- What is asked
Can you copy the items below verbatim, starting at the line that contains "Where can you spot the attic" and ending at the line that contains "column 432, row 709"?

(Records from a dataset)
□ □ □ □
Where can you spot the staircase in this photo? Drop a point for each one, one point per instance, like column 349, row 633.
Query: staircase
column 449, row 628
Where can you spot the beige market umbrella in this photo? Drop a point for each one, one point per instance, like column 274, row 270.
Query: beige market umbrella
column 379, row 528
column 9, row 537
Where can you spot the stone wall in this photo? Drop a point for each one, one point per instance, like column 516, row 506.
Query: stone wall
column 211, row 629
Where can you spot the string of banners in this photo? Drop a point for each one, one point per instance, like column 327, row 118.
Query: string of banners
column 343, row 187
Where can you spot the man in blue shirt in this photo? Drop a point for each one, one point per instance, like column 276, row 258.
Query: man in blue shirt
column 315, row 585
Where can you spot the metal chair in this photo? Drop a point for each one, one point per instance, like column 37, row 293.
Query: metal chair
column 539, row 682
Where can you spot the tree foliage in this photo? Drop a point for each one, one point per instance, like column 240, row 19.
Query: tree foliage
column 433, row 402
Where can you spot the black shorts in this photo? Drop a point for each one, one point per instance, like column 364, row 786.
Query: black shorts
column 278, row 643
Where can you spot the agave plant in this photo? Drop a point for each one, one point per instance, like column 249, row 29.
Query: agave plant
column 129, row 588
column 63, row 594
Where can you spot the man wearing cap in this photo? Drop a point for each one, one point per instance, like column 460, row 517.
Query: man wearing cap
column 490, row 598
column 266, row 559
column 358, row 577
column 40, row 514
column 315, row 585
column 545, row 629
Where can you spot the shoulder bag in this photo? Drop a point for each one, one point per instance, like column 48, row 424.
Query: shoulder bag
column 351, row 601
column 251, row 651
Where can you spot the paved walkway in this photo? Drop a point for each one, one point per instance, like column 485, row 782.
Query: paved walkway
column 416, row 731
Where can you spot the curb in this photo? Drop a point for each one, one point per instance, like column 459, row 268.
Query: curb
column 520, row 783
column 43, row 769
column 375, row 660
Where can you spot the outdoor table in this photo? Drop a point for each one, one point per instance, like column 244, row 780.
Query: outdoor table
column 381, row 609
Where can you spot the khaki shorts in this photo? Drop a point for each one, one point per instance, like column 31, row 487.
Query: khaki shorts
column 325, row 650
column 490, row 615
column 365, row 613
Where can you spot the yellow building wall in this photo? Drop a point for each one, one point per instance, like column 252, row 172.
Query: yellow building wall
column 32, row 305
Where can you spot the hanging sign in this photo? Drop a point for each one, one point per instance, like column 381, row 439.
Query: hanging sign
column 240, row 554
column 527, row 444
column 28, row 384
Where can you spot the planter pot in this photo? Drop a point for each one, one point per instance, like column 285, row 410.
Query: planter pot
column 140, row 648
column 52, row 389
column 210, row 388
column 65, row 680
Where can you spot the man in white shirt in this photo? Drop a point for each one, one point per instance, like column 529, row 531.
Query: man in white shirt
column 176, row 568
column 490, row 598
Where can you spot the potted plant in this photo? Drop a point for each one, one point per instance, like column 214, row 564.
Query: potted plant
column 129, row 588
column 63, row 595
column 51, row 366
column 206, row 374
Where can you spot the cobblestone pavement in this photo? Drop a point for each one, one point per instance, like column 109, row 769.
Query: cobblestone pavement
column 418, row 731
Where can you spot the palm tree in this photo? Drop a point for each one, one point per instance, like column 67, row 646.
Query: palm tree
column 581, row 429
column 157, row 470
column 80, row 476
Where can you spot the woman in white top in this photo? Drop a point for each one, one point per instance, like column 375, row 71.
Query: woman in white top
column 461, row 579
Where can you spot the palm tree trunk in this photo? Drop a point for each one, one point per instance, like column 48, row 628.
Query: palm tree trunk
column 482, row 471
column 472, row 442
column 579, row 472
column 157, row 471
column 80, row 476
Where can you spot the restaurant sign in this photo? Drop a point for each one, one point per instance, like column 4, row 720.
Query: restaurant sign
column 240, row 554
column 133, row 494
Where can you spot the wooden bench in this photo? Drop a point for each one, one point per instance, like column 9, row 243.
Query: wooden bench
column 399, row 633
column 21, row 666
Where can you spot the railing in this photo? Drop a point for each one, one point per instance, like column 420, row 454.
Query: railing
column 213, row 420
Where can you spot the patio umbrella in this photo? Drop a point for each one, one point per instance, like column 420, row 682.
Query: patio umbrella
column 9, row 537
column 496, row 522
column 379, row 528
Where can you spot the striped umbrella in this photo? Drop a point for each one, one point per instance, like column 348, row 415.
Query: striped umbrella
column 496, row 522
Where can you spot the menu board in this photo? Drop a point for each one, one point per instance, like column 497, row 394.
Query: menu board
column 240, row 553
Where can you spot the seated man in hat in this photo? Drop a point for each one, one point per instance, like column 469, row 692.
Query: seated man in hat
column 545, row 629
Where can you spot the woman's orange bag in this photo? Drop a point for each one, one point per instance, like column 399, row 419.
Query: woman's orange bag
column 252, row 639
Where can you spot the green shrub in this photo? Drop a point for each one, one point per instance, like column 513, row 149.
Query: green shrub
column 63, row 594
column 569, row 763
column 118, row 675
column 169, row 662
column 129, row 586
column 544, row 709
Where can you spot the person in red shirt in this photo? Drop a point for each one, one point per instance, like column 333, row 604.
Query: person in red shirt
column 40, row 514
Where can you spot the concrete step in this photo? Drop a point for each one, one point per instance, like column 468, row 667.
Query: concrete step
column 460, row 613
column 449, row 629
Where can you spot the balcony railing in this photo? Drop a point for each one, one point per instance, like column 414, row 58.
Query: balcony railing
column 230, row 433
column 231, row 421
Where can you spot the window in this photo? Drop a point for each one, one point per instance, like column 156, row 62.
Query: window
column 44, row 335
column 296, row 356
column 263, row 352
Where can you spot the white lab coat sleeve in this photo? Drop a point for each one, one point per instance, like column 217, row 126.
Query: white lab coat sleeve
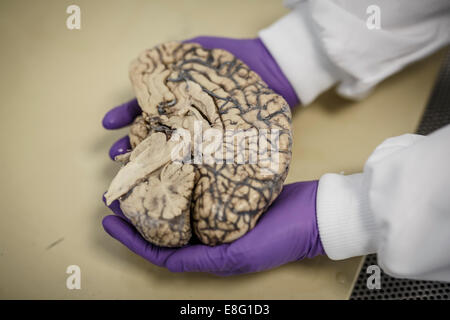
column 398, row 207
column 322, row 43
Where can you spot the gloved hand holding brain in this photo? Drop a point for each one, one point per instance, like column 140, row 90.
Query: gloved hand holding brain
column 182, row 87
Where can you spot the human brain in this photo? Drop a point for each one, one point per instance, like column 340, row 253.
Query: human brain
column 210, row 151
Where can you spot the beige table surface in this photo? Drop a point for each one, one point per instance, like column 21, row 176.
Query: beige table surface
column 55, row 86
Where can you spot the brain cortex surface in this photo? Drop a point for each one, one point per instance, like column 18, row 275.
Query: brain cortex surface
column 210, row 151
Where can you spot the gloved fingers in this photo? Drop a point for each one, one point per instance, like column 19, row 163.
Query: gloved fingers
column 115, row 208
column 201, row 258
column 122, row 115
column 119, row 147
column 209, row 42
column 125, row 233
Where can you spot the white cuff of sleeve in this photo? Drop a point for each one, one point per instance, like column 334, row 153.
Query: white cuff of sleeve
column 347, row 226
column 296, row 48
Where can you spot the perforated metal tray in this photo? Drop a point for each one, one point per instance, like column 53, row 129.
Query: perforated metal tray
column 436, row 115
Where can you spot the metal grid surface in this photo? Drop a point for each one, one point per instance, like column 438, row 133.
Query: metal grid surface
column 436, row 115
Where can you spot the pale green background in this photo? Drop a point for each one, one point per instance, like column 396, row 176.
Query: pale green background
column 55, row 86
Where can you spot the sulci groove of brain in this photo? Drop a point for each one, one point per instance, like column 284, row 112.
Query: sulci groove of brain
column 210, row 151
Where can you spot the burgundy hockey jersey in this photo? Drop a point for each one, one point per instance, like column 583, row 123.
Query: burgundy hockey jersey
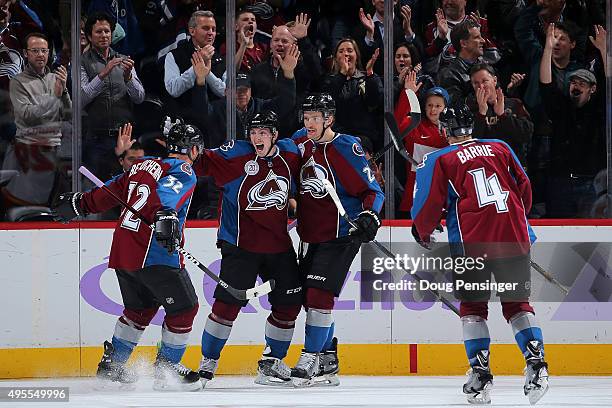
column 484, row 189
column 255, row 193
column 150, row 185
column 341, row 161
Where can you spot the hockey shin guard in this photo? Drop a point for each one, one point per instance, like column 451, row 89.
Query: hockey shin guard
column 279, row 329
column 126, row 336
column 526, row 328
column 475, row 336
column 318, row 323
column 330, row 337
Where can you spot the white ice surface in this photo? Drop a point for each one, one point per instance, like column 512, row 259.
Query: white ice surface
column 354, row 391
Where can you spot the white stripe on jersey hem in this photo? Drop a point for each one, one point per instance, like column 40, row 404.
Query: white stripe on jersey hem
column 333, row 180
column 457, row 214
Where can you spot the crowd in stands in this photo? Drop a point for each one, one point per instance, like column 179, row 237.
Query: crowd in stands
column 531, row 71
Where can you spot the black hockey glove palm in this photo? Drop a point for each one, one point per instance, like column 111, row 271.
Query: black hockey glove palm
column 367, row 224
column 67, row 207
column 167, row 232
column 420, row 241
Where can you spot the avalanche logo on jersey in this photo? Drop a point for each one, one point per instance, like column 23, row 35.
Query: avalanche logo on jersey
column 311, row 175
column 358, row 150
column 271, row 192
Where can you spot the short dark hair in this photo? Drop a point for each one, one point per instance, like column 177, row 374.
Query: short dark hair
column 415, row 56
column 243, row 11
column 93, row 18
column 462, row 32
column 568, row 27
column 36, row 35
column 482, row 66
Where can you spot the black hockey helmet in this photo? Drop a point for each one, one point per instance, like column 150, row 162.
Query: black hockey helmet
column 458, row 121
column 182, row 137
column 265, row 119
column 319, row 102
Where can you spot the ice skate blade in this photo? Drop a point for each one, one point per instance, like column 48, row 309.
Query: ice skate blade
column 270, row 381
column 301, row 382
column 204, row 382
column 163, row 386
column 112, row 386
column 481, row 398
column 535, row 394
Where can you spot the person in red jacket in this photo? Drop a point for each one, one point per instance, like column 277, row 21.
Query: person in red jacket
column 426, row 137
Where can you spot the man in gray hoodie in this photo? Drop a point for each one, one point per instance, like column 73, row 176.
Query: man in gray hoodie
column 41, row 104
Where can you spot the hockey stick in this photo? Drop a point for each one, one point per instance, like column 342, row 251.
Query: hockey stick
column 397, row 136
column 334, row 196
column 240, row 294
column 549, row 277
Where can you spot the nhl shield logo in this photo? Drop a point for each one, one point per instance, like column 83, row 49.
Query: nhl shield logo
column 270, row 192
column 251, row 167
column 311, row 175
column 358, row 150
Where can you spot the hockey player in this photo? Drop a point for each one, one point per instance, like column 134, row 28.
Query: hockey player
column 257, row 177
column 150, row 271
column 328, row 244
column 487, row 195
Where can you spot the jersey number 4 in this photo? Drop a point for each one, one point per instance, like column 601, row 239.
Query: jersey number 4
column 489, row 190
column 129, row 220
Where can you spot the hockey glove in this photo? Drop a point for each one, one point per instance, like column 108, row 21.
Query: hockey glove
column 67, row 207
column 367, row 224
column 167, row 232
column 168, row 123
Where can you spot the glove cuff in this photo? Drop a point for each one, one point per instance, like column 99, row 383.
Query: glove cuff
column 76, row 204
column 372, row 214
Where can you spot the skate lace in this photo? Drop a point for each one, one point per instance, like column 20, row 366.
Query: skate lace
column 306, row 361
column 181, row 369
column 208, row 364
column 280, row 367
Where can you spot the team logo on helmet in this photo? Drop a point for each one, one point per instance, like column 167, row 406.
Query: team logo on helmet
column 271, row 192
column 358, row 150
column 227, row 146
column 311, row 175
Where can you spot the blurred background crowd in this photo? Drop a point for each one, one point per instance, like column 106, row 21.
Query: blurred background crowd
column 533, row 72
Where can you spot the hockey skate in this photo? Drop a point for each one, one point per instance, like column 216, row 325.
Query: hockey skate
column 328, row 367
column 171, row 376
column 305, row 369
column 273, row 371
column 113, row 372
column 536, row 373
column 208, row 366
column 480, row 381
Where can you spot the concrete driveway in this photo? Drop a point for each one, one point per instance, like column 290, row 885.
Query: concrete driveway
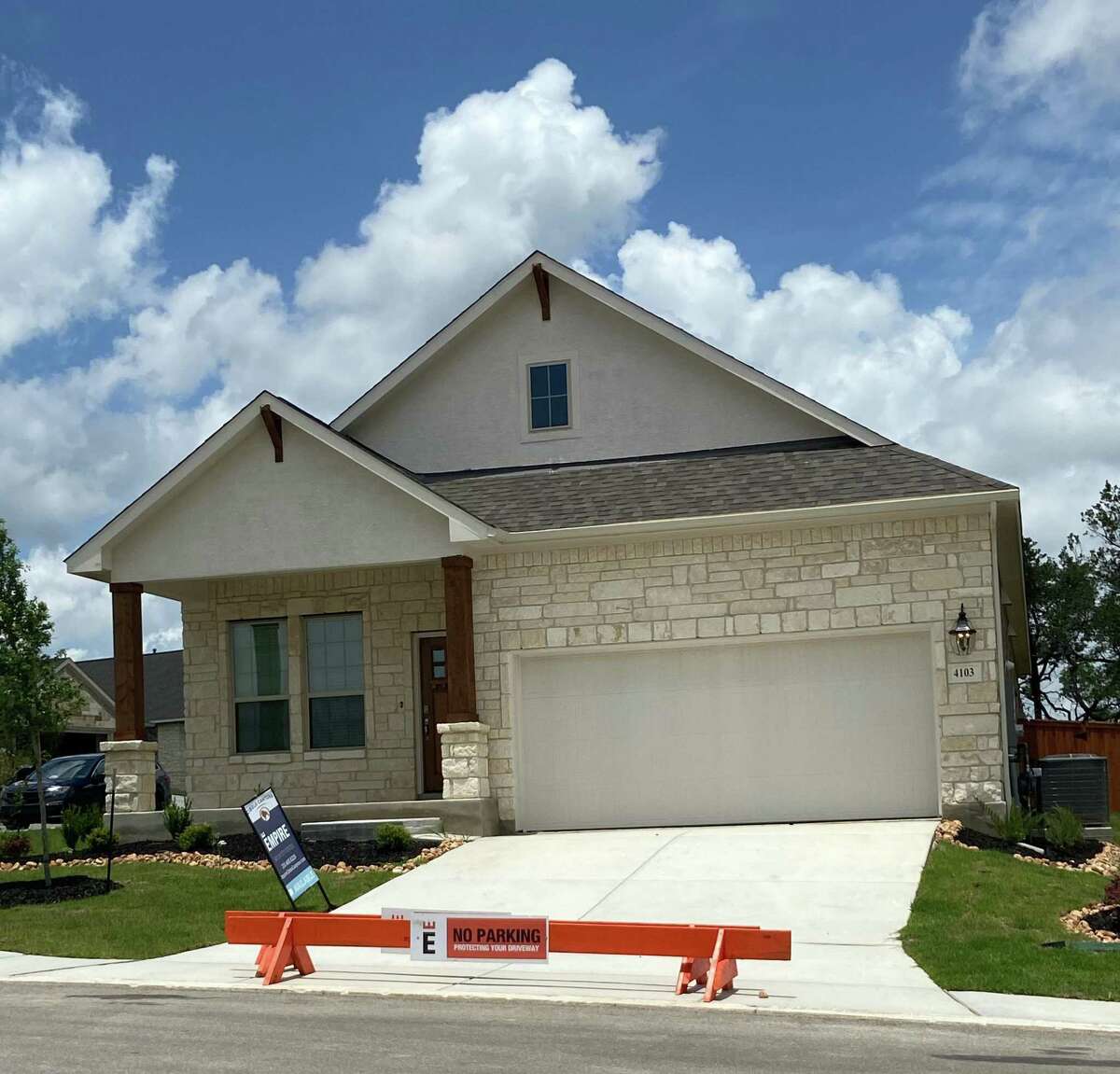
column 844, row 889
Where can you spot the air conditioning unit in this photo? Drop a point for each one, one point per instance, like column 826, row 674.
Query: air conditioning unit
column 1079, row 782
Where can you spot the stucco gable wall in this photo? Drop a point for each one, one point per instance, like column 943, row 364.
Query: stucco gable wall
column 247, row 514
column 636, row 393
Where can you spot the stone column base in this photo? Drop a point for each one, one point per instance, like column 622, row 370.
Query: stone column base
column 130, row 775
column 466, row 760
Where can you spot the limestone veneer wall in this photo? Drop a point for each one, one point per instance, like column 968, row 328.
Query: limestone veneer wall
column 396, row 603
column 829, row 578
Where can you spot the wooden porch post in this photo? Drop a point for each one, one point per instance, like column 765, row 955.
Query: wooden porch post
column 128, row 660
column 458, row 604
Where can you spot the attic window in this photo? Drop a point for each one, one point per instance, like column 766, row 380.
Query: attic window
column 548, row 397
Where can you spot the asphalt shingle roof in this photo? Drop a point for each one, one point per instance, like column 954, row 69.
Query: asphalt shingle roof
column 731, row 481
column 162, row 683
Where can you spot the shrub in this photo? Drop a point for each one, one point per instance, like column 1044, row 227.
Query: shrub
column 197, row 837
column 1016, row 826
column 14, row 844
column 392, row 839
column 99, row 841
column 177, row 817
column 1063, row 829
column 77, row 822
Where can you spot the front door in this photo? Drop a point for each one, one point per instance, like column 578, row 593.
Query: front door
column 432, row 709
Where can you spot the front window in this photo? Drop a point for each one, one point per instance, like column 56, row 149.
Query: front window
column 548, row 397
column 335, row 681
column 260, row 686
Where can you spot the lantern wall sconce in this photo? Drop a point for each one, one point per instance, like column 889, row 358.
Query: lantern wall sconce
column 962, row 634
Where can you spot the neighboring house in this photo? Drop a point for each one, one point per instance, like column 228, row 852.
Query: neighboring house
column 671, row 589
column 162, row 709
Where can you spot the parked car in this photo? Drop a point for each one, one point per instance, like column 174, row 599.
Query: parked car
column 78, row 779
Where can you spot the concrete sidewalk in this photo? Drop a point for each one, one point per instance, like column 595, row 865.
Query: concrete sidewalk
column 843, row 889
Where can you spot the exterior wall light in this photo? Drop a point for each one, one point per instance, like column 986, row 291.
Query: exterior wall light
□ □ □ □
- Exercise response
Where can you spot the attic window in this photo? Drop a point for each one, one point per instance, like column 766, row 380.
Query: attic window
column 548, row 397
Where can you spot the asphalt shingle roof in this photo? Drop a point for each one, one point per instance, like column 954, row 69.
Query: asphalt shingle roof
column 731, row 481
column 162, row 683
Where can you spot the shrub in this photo? Drop a point for each one, one point per instance, like column 1044, row 227.
Query: shrub
column 197, row 837
column 1016, row 826
column 14, row 844
column 392, row 839
column 99, row 841
column 177, row 817
column 1063, row 829
column 77, row 822
Where can you spot the front door in this photo? Drop a point for each one, one point per instance, like column 578, row 593.
Query: front door
column 432, row 709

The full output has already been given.